Input data:
[Start of Attachment]

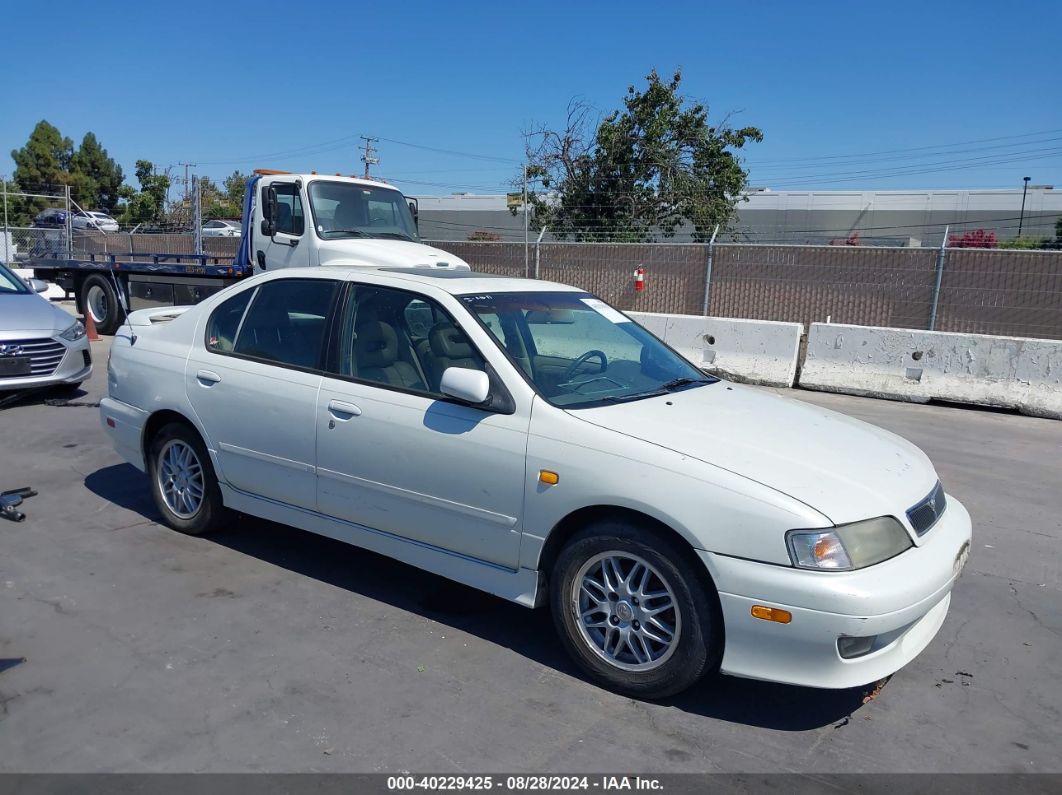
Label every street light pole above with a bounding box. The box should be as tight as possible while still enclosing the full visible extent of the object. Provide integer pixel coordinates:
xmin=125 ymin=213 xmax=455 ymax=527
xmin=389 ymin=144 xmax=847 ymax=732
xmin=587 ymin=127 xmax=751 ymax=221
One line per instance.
xmin=1018 ymin=176 xmax=1031 ymax=237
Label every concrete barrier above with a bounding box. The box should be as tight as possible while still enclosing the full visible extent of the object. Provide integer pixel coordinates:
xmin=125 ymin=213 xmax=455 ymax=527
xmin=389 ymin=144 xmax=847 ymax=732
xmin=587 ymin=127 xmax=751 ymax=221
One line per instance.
xmin=800 ymin=323 xmax=1062 ymax=419
xmin=630 ymin=312 xmax=804 ymax=387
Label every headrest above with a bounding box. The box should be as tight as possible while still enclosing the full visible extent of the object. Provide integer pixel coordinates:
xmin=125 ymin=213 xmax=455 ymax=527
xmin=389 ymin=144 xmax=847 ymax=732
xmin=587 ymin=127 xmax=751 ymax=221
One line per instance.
xmin=332 ymin=200 xmax=364 ymax=230
xmin=429 ymin=322 xmax=473 ymax=359
xmin=355 ymin=320 xmax=398 ymax=368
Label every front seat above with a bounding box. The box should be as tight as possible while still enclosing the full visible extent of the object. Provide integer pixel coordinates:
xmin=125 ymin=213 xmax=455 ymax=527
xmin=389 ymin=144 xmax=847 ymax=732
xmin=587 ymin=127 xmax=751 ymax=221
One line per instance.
xmin=332 ymin=198 xmax=365 ymax=232
xmin=354 ymin=320 xmax=426 ymax=391
xmin=424 ymin=321 xmax=481 ymax=389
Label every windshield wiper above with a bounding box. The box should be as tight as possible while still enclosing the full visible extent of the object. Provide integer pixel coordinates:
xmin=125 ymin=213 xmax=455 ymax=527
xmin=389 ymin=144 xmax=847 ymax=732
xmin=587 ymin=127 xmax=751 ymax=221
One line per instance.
xmin=659 ymin=377 xmax=710 ymax=391
xmin=599 ymin=389 xmax=668 ymax=403
xmin=322 ymin=229 xmax=369 ymax=237
xmin=369 ymin=231 xmax=415 ymax=241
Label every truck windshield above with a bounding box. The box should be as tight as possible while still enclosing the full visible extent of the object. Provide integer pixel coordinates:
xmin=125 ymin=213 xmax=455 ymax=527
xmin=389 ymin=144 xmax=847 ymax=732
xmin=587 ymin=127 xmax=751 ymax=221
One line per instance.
xmin=460 ymin=291 xmax=715 ymax=408
xmin=308 ymin=181 xmax=419 ymax=242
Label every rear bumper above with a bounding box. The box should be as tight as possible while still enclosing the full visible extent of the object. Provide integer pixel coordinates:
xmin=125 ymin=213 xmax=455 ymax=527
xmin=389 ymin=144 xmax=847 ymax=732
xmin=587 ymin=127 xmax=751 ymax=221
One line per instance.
xmin=99 ymin=396 xmax=149 ymax=471
xmin=698 ymin=495 xmax=972 ymax=689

[End of Attachment]

What to do: An exact copy of the records is required. Pictures do not belong in it.

Solution for this task:
Label every street light pole above with a bounding box. The box should be as tight as possible while still enclosing the full visible extent of the object. Provide integer pixel coordinates:
xmin=125 ymin=213 xmax=455 ymax=527
xmin=389 ymin=144 xmax=847 ymax=732
xmin=587 ymin=127 xmax=751 ymax=221
One line per instance.
xmin=1018 ymin=176 xmax=1031 ymax=237
Label every concrete barrier above with a bounding box. The box should be as tight as possible while still enclosing the full visible extent of the object. Provide integer pixel coordinates:
xmin=125 ymin=213 xmax=455 ymax=527
xmin=389 ymin=144 xmax=847 ymax=732
xmin=587 ymin=127 xmax=751 ymax=221
One line per instance.
xmin=800 ymin=323 xmax=1062 ymax=419
xmin=630 ymin=312 xmax=804 ymax=387
Label every headrest above with a bounding box. The box should be as tight as possible while still enclosing the full visible extent of the object. Provide integer pixel coordinates:
xmin=125 ymin=213 xmax=455 ymax=527
xmin=389 ymin=144 xmax=847 ymax=732
xmin=587 ymin=127 xmax=751 ymax=221
One line per instance.
xmin=332 ymin=200 xmax=364 ymax=230
xmin=429 ymin=322 xmax=473 ymax=359
xmin=355 ymin=320 xmax=398 ymax=368
Label every front seat above with a bounding box. The box should be as tight as possible while still enclosing the full visible extent of the object. Provide integer pixel coordinates:
xmin=125 ymin=213 xmax=455 ymax=527
xmin=389 ymin=144 xmax=847 ymax=732
xmin=587 ymin=127 xmax=751 ymax=221
One line per instance.
xmin=332 ymin=198 xmax=365 ymax=232
xmin=354 ymin=320 xmax=426 ymax=391
xmin=424 ymin=321 xmax=481 ymax=389
Label every windshield wiper above with a bounding box. The box should be as tight as possible while still enclosing the full visible extent of the object. Provide integer pixel coordinates:
xmin=125 ymin=213 xmax=455 ymax=527
xmin=389 ymin=144 xmax=847 ymax=732
xmin=587 ymin=127 xmax=751 ymax=221
One line per instance.
xmin=659 ymin=377 xmax=710 ymax=391
xmin=599 ymin=389 xmax=668 ymax=403
xmin=322 ymin=229 xmax=369 ymax=237
xmin=369 ymin=231 xmax=415 ymax=241
Label every truck windshield above with a bounding box. The box should be as tight as possible while still enclosing the full visible extent of the object. Provide integer pixel coordinates:
xmin=125 ymin=213 xmax=455 ymax=527
xmin=389 ymin=144 xmax=847 ymax=732
xmin=587 ymin=127 xmax=751 ymax=221
One line per instance.
xmin=460 ymin=291 xmax=715 ymax=408
xmin=308 ymin=181 xmax=419 ymax=242
Label every rear bumper above with a bounding box. The box should be as tight as possible while still enclosing the full visible extent of the object. Provide integer pixel coordinates:
xmin=125 ymin=213 xmax=455 ymax=527
xmin=389 ymin=144 xmax=847 ymax=732
xmin=587 ymin=127 xmax=751 ymax=221
One line per instance.
xmin=99 ymin=396 xmax=149 ymax=471
xmin=698 ymin=495 xmax=972 ymax=689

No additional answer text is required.